**Trecho**
────────────────────────────────────────

Linha M: a solidão poética de Patti Smith

Linha M: a solidão poética de Patti Smith

Em Linha M, livro mais recente de Patti Smith, a leitora é transportada para um universo não-linear, reflexivo e, vez ou outra, metalinguístico. Por diversos momentos, a escrita da autora se debruça sobre as próprias auguras da arte de escrever – e traz também preciosas dicas de outras obras a serem lidas. “Escritores e seus processos. Escritores e seus livros. Não posso supor que o leitor conhecerá todos eles, mas afinal será que o leitor me conhece? Será que o leitor deseja isso? Só posso almejar isso, enquanto ofereço meu mundo numa bandeja cheia de ilusões”, elucubra a multifacetada artista.

Sucessor do celebrado Só Garotos, o livro é como uma longa viagem com destino incerto feita por meios terrestres: um convite para que o olhar pouse sobre a beleza da paisagem e não que busque, no horizonte, indícios específicos sobre os rumos do trajeto. Da música à literatura, Patti Smith molda palavras com poética maestria e, em Linha M, mostra ao público a melancolia de uma mulher que está viva, pulsante e criativa ao mesmo tempo em que, enquanto ícone, é memória.

E é memória também por estar aqui, neste mundo, após tantas perdas e transformações:

“Desejamos coisas que não podemos ter. Tentamos conservar certos momentos, sons, sensações. Quero ouvir a voz da minha mãe. Quero vez meus filhos ainda crianças. Mãozinhas pequenas, pés ligeiros. Tudo muda. Garoto crescido, pai morto, filha mais alta que eu, chorando por causa de um sonho ruim. Por favor, fiquem aqui para sempre, digo para as coisas. Não vão embora. Não cresçam.”

Linha M

A angústia do existir está presente nas pequenas coisas, em objetos que guardam também lembranças de outros tempos, e nas fotografias que ilustram a publicação e representam a efemeridade eternizada de todas aquelas experiências que, ainda que hoje se desdobrem em sabedoria, não existem mais. Tiradas pela própria artista (pelo menos a maioria delas), as imagens ampliam a imersão na intimidade que é ali apresentada e trazem, em seus tons cinzas de luzes bruxuleantes, complementos à atmosfera onírica construída pela cantora nesse diário autoconsciente.

────────────────────────────────────────

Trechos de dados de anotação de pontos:
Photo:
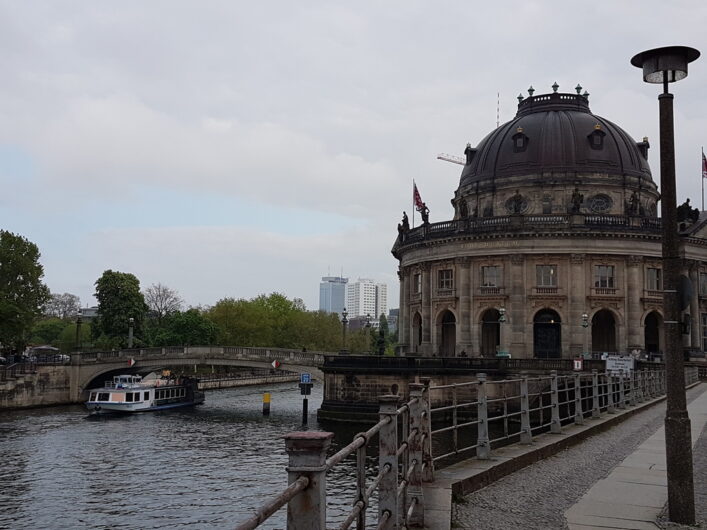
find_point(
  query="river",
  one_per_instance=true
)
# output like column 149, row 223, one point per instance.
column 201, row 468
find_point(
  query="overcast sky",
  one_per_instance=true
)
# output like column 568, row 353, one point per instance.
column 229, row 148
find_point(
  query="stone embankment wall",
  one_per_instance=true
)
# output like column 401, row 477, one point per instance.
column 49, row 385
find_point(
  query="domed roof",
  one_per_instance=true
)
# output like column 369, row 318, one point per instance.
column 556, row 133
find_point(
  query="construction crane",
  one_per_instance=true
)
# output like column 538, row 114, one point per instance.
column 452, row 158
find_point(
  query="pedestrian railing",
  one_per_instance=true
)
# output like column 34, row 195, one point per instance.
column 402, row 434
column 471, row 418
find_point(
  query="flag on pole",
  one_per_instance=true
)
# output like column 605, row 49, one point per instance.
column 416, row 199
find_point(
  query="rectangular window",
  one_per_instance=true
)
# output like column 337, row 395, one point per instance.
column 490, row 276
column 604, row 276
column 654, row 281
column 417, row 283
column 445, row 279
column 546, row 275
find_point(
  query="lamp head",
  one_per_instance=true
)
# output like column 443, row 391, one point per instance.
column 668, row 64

────────────────────────────────────────

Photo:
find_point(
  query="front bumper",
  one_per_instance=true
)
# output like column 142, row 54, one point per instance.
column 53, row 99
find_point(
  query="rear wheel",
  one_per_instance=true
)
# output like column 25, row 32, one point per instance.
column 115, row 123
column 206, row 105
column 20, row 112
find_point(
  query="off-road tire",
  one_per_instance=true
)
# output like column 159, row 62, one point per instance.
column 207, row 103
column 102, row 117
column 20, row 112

────────────────────────────────────────

**Questão proposta A**
No texto sobre Linha M, de qual livro de Patti Smith Linha M é apresentado como sucessor?
**Questão proposta B**
Transcreva do texto sobre Linha M o trecho que vai de "Em Linha M, livro" até "a multifacetada artista.", incluindo essas palavras.

**Resposta redigida A**
Só Garotos.

**Resposta redigida B**
Em Linha M, livro mais recente de Patti Smith, a leitora é transportada para um universo não-linear, reflexivo e, vez ou outra, metalinguístico. Por diversos momentos, a escrita da autora se debruça sobre as próprias auguras da arte de escrever – e traz também preciosas dicas de outras obras a serem lidas. “Escritores e seus processos. Escritores e seus livros. Não posso supor que o leitor conhecerá todos eles, mas afinal será que o leitor me conhece? Será que o leitor deseja isso? Só posso almejar isso, enquanto ofereço meu mundo numa bandeja cheia de ilusões”, elucubra a multifacetada artista.